● Stated problem: Please give the data below as a JSON list of strings, with one string for each line and any blank lines left out.

● Data:
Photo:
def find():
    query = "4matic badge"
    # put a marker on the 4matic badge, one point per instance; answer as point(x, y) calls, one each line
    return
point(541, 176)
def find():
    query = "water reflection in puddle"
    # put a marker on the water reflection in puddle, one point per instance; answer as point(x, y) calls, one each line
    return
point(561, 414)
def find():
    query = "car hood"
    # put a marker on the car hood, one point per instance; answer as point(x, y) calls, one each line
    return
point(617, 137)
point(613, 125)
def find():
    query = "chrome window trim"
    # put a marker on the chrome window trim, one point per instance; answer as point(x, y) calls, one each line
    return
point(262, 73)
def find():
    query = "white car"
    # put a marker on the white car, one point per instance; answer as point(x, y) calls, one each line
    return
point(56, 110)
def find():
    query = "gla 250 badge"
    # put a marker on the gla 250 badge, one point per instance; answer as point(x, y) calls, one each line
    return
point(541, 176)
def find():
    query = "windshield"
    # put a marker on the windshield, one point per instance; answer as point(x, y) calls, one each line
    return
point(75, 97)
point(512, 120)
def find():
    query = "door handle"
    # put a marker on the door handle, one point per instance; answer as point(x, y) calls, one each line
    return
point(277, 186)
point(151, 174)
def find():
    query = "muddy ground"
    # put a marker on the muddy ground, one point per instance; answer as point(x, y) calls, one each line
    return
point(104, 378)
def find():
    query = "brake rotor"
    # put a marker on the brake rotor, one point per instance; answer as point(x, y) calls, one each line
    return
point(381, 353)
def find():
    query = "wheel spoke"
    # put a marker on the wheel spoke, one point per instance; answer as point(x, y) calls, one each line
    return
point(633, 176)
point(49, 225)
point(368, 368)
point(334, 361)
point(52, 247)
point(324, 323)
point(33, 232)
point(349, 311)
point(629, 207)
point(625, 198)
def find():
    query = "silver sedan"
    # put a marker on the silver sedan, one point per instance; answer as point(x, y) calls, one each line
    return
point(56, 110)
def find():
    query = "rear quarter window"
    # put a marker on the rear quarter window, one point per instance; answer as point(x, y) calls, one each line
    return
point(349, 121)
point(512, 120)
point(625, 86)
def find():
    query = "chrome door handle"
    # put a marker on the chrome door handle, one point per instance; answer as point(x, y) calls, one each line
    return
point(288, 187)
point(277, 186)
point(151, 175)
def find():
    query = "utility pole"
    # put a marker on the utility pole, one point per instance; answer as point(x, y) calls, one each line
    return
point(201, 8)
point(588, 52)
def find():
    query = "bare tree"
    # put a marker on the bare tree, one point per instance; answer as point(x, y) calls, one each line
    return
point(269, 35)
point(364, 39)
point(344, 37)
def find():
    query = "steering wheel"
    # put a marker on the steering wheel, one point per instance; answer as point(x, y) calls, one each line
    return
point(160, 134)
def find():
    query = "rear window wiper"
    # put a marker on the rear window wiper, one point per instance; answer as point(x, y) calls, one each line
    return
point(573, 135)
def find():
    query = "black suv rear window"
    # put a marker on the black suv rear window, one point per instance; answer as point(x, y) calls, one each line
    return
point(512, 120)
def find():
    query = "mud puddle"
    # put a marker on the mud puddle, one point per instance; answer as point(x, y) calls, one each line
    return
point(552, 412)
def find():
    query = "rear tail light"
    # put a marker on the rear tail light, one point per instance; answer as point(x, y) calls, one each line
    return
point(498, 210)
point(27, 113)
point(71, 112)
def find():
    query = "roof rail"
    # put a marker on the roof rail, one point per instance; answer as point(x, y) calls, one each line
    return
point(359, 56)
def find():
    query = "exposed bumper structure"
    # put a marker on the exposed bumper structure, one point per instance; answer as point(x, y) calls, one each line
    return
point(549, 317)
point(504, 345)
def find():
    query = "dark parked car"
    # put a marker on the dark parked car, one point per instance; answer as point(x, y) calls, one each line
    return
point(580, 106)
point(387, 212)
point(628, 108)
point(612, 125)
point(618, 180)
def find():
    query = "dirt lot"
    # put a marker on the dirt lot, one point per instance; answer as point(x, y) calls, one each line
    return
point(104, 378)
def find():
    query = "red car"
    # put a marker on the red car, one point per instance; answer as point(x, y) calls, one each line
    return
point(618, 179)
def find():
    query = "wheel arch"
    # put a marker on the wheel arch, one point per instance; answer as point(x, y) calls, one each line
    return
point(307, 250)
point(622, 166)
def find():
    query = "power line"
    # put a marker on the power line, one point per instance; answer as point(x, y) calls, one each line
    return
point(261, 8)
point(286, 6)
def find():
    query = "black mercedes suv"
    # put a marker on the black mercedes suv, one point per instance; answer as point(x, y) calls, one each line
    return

● Answer to this task:
[
  "Photo:",
  "def find():",
  "    query = \"4matic badge\"",
  "    # put a marker on the 4matic badge, one point per instance; answer as point(x, y) calls, one each line",
  "    return",
  "point(541, 176)",
  "def find():",
  "    query = \"water reflection in puddle\"",
  "    # put a marker on the water reflection in puddle, one point per instance; answer as point(x, y) calls, one each line",
  "    return",
  "point(561, 414)",
  "def find():",
  "    query = \"car hood\"",
  "    # put a marker on the car hood, one point per instance; answer as point(x, y) calls, one each line",
  "    return",
  "point(617, 137)",
  "point(613, 125)",
  "def find():",
  "    query = \"chrome window trim\"",
  "    # put a marker on the chrome window trim, one point per instance; answer as point(x, y) calls, one each line",
  "    return",
  "point(262, 73)",
  "def find():",
  "    query = \"white car\"",
  "    # put a marker on the white car, one point per instance; answer as point(x, y) calls, one each line",
  "    return",
  "point(56, 110)",
  "def find():",
  "    query = \"gla 250 badge\"",
  "    # put a marker on the gla 250 badge, one point per instance; answer as point(x, y) calls, one each line",
  "    return",
  "point(541, 176)",
  "def find():",
  "    query = \"windshield\"",
  "    # put a marker on the windshield, one point per instance; answer as point(x, y) calls, one each line",
  "    return",
  "point(75, 97)",
  "point(512, 120)",
  "def find():",
  "    query = \"door handle\"",
  "    # put a marker on the door handle, one point per instance; answer as point(x, y) calls, one each line",
  "    return",
  "point(277, 186)",
  "point(151, 174)",
  "def find():",
  "    query = \"muddy ground\"",
  "    # put a marker on the muddy ground, one point per instance; answer as point(x, y) calls, one each line",
  "    return",
  "point(104, 378)",
  "def find():",
  "    query = \"brake rotor\"",
  "    # put a marker on the brake rotor, one point per instance; answer as point(x, y) calls, one each line",
  "    return",
  "point(381, 353)",
  "def find():",
  "    query = \"wheel spoke\"",
  "    # put a marker on the wheel spoke, one point per instance; answer as point(x, y) calls, one each line",
  "    return",
  "point(633, 176)",
  "point(49, 225)",
  "point(368, 368)",
  "point(334, 361)",
  "point(52, 247)",
  "point(324, 323)",
  "point(33, 232)",
  "point(349, 311)",
  "point(629, 207)",
  "point(625, 198)",
  "def find():",
  "    query = \"silver sedan\"",
  "    # put a marker on the silver sedan, one point per instance; answer as point(x, y) calls, one each line",
  "    return",
  "point(56, 110)",
  "def find():",
  "    query = \"rear quarter window\"",
  "    # put a marker on the rear quarter window, one point per instance; answer as point(x, y) calls, one each line",
  "    return",
  "point(349, 121)",
  "point(512, 120)",
  "point(625, 86)",
  "def find():",
  "    query = \"chrome door handle\"",
  "    # put a marker on the chrome door handle, one point per instance; answer as point(x, y) calls, one each line",
  "    return",
  "point(288, 187)",
  "point(277, 186)",
  "point(151, 175)",
  "def find():",
  "    query = \"utility pole\"",
  "    # put a marker on the utility pole, one point per instance; answer as point(x, y) calls, one each line",
  "    return",
  "point(201, 8)",
  "point(588, 52)",
  "def find():",
  "    query = \"bare tree\"",
  "    # put a marker on the bare tree, one point per instance; answer as point(x, y) calls, one each line",
  "    return",
  "point(269, 35)",
  "point(364, 39)",
  "point(344, 37)",
  "def find():",
  "    query = \"steering wheel\"",
  "    # put a marker on the steering wheel, one point per instance; answer as point(x, y) calls, one each line",
  "    return",
  "point(160, 134)",
  "def find():",
  "    query = \"rear window wiper\"",
  "    # put a marker on the rear window wiper, one point per instance; answer as point(x, y) calls, one each line",
  "    return",
  "point(573, 135)",
  "def find():",
  "    query = \"black suv rear window\"",
  "    # put a marker on the black suv rear window, one point per instance; answer as point(x, y) calls, one each line",
  "    return",
  "point(512, 120)",
  "def find():",
  "    query = \"mud puddle\"",
  "    # put a marker on the mud puddle, one point per instance; answer as point(x, y) calls, one each line",
  "    return",
  "point(552, 412)",
  "def find():",
  "    query = \"rear tail light\"",
  "    # put a marker on the rear tail light, one point per instance; answer as point(x, y) calls, one each line",
  "    return",
  "point(498, 210)",
  "point(27, 113)",
  "point(71, 112)",
  "def find():",
  "    query = \"roof rail\"",
  "    # put a marker on the roof rail, one point per instance; answer as point(x, y) calls, one each line",
  "    return",
  "point(359, 56)",
  "def find():",
  "    query = \"exposed bumper structure\"",
  "    # put a marker on the exposed bumper structure, one point per instance; answer as point(x, y) calls, one each line",
  "    return",
  "point(549, 317)",
  "point(504, 345)",
  "def find():",
  "    query = \"dark parked car\"",
  "    # put a marker on the dark parked car, one point per instance; answer as point(x, y) calls, one each line",
  "    return",
  "point(580, 106)",
  "point(387, 212)",
  "point(628, 108)",
  "point(612, 125)",
  "point(618, 180)",
  "def find():",
  "    query = \"dirt lot\"",
  "    # put a marker on the dirt lot, one point per instance; answer as point(x, y) calls, one each line",
  "    return",
  "point(104, 378)",
  "def find():",
  "    query = \"red car\"",
  "    # put a marker on the red car, one point per instance; answer as point(x, y) calls, one each line",
  "    return",
  "point(618, 179)",
  "def find():",
  "    query = \"wheel arch\"",
  "    # put a marker on the wheel arch, one point per instance; answer as point(x, y) calls, one each line",
  "    return",
  "point(307, 250)",
  "point(622, 166)",
  "def find():",
  "    query = \"power line\"",
  "    # put a marker on the power line, one point per instance; answer as point(x, y) calls, one each line",
  "    return",
  "point(261, 8)",
  "point(286, 6)",
  "def find():",
  "    query = \"black mercedes suv\"",
  "    # put a marker on the black mercedes suv, one point per instance; answer as point(x, y) calls, one each line",
  "    return"
]